*Problem statement*. Give back every record exactly.

*Dataset extract*.
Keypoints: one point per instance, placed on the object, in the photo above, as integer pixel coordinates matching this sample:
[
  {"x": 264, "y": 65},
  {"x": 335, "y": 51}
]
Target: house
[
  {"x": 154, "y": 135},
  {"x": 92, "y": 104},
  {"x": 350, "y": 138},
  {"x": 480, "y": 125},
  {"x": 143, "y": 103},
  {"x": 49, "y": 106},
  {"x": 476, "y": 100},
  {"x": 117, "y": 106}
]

*Task answer*.
Keypoints: one point per instance, placed on the object, in the photo above, as integer pixel coordinates matching this sample:
[
  {"x": 264, "y": 65},
  {"x": 335, "y": 51}
]
Target: house
[
  {"x": 154, "y": 135},
  {"x": 92, "y": 104},
  {"x": 350, "y": 138},
  {"x": 480, "y": 125},
  {"x": 143, "y": 103},
  {"x": 49, "y": 106},
  {"x": 476, "y": 100},
  {"x": 117, "y": 106}
]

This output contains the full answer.